# Aim of the task:
Put every row below into a two-column Markdown table headed Number and Line, one row number and its text per table row. Leave out blank lines and the pictures.

------------------------------------------------------------------------

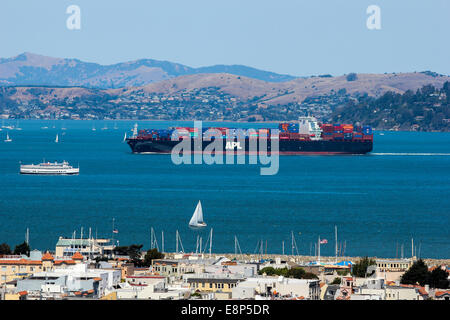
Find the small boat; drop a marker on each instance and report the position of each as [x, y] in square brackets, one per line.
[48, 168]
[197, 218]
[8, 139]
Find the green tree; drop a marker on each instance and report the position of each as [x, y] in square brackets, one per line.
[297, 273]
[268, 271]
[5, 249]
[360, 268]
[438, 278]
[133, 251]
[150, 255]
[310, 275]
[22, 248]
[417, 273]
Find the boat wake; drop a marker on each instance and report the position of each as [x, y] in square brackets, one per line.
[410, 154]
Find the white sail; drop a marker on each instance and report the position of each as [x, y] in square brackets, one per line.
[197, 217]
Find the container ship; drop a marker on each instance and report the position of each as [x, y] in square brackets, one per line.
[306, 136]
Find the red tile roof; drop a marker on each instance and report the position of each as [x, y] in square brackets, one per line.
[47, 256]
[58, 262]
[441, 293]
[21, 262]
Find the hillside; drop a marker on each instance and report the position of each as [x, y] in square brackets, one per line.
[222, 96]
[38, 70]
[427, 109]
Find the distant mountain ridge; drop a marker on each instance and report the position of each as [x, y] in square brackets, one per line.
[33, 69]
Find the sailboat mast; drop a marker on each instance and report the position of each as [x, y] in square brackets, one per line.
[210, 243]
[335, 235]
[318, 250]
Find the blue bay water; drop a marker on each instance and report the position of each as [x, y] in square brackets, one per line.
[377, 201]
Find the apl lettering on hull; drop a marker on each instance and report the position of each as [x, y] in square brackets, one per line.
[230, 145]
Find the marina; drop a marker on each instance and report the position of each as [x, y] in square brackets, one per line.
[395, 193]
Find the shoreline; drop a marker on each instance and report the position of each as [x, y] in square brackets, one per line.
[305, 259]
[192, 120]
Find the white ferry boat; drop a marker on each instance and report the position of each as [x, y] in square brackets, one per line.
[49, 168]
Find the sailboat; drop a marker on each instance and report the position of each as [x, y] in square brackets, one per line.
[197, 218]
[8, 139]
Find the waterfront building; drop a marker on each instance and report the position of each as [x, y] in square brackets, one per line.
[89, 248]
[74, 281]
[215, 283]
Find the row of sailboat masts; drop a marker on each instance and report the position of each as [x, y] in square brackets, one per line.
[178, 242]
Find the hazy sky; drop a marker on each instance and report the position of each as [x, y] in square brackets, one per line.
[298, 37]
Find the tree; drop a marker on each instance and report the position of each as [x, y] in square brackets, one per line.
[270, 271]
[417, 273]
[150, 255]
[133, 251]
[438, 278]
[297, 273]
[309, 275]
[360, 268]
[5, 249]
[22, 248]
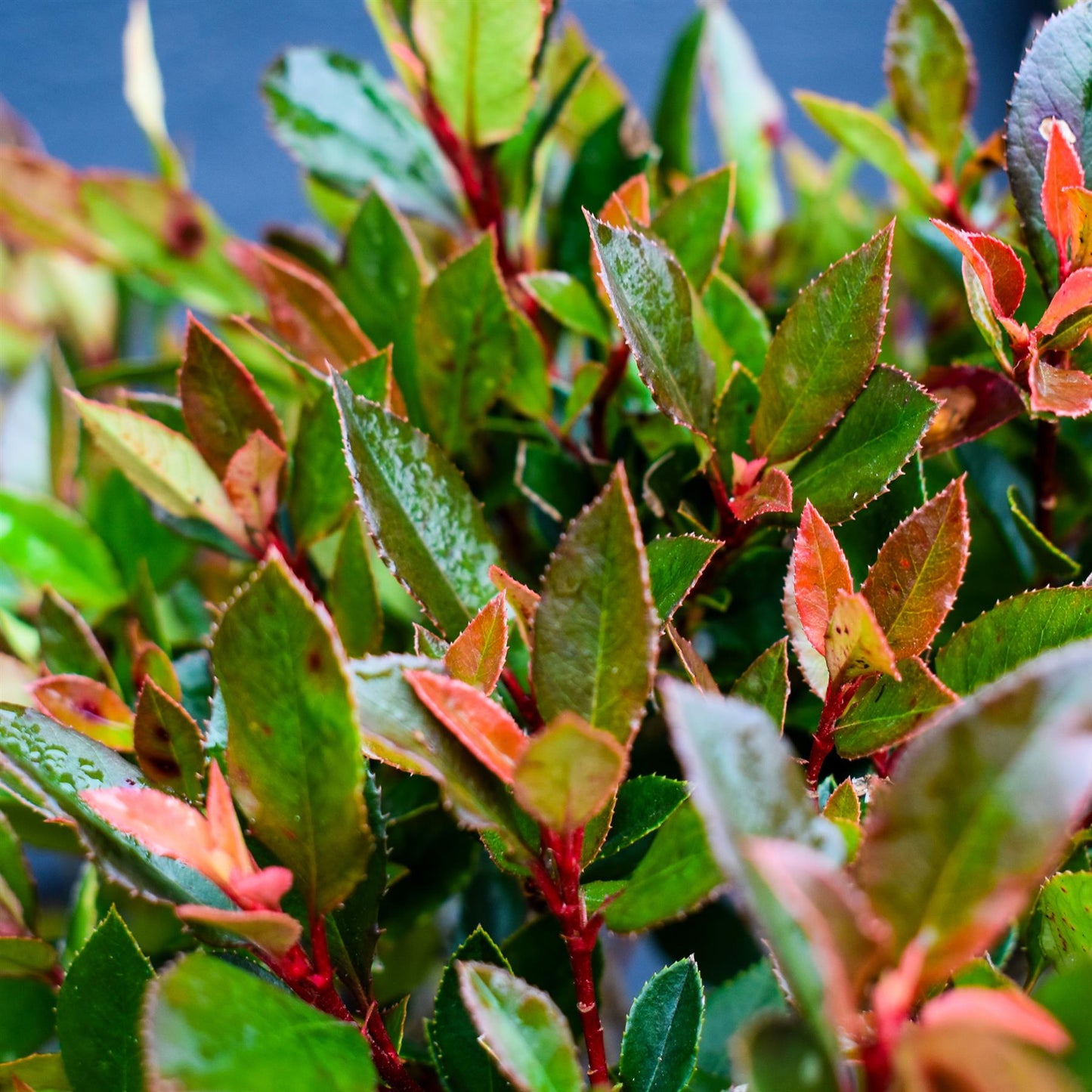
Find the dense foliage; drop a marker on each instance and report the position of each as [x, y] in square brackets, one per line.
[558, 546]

------------------------------------------------------------------------

# Output of the exercise:
| Number | Line |
|---|---|
| 1 | Find the small boat; drop a marker on each instance and report the position of each as [x, y] in square brackets, one per line. |
| 2 | [48, 168] |
| 3 | [197, 218] |
| 4 | [8, 139] |
| 5 | Find the green tree; drop a marker on each instance and report the position of each as [x, y] in square brackets, one per line. |
| 6 | [297, 273] |
| 7 | [268, 271] |
| 8 | [5, 249] |
| 9 | [360, 268] |
| 10 | [438, 278] |
| 11 | [133, 251] |
| 12 | [150, 255] |
| 13 | [310, 275] |
| 14 | [22, 248] |
| 15 | [417, 273] |
| 16 | Find the boat wake; drop a marker on each instance and report the position of each as [x, y] in square brackets, one per line. |
| 17 | [410, 154] |
| 18 | Find the white sail; drop a marker on each instance and report the position of each as [x, y] in square brackets, one per line. |
| 19 | [197, 217] |
| 20 | Find the container ship; drop a marker on each instance and report the position of each as [x, y] in square brackets, one per line. |
| 21 | [306, 136] |
| 22 | Find the red tile roof; drop a marker on each instance and report the position of each as [x, y] in square brackets, one per line. |
| 23 | [47, 256] |
| 24 | [58, 262] |
| 25 | [441, 293] |
| 26 | [21, 262] |
| 27 | Find the hillside; drop a marker on each instance and report the position of each as [x, y] in square brackets, one per line. |
| 28 | [222, 96] |
| 29 | [38, 70] |
| 30 | [427, 109] |
| 31 | Find the distant mountain ridge; drop a marker on each instance and report the position of each as [x, y] in square brackets, one per line. |
| 32 | [33, 69] |
| 33 | Find the sailboat mast; drop a marker on each instance and report the position of each as [x, y] in square brackets, one per line. |
| 34 | [210, 243] |
| 35 | [335, 235] |
| 36 | [318, 250] |
| 37 | Find the blue bay water; drop a marker on each instance and report the position of each as [x, y] in square brackets, one per line. |
| 38 | [377, 201] |
| 39 | Find the apl lettering on hull; drop a marker on each instance and report the position of each as [x, y] in square brackets, one per line. |
| 40 | [230, 145] |
| 41 | Find the marina; drop a marker on each instance and report the position of each as [x, y] in square brackets, one per line. |
| 42 | [395, 193] |
| 43 | Find the shoreline; drop a marker on each instance and report the position of each as [x, y] in square brackets, one per line. |
| 44 | [305, 259] |
| 45 | [192, 120] |
| 46 | Find the white ferry boat; drop a marker on each instance and report the position of each as [x, y] in square brackets, one per line. |
| 47 | [49, 168] |
| 48 | Find the sailboat; drop a marker on each instance and report the position of each as [x, y] in square brackets, one per line. |
| 49 | [197, 218] |
| 50 | [8, 139] |
| 51 | Find the waterfront building; drop a marker on each instance and report the position of each as [x, y] in square brackets, one per line. |
| 52 | [89, 248] |
| 53 | [74, 281] |
| 54 | [215, 283] |
| 55 | Find the row of sailboat masts; drop a marker on each instance and report the position of each as [x, y] in square brackets, one per line. |
| 56 | [178, 242] |
| 57 | Find the hazy sky; drop a marker on each instance and report the position of each as [x, y] in square brackets, one per line. |
| 58 | [298, 37] |
| 59 | Find the tree; drop a marker on each instance and report the position of each as [x, y] in square brackets, one per line. |
| 60 | [270, 271] |
| 61 | [417, 273] |
| 62 | [150, 255] |
| 63 | [133, 251] |
| 64 | [438, 278] |
| 65 | [297, 273] |
| 66 | [309, 275] |
| 67 | [360, 268] |
| 68 | [5, 249] |
| 69 | [22, 248] |
| 70 | Find the dense foliage; drop a marker on each instance and report the position of each as [x, y] in square brackets, one per line. |
| 71 | [558, 546] |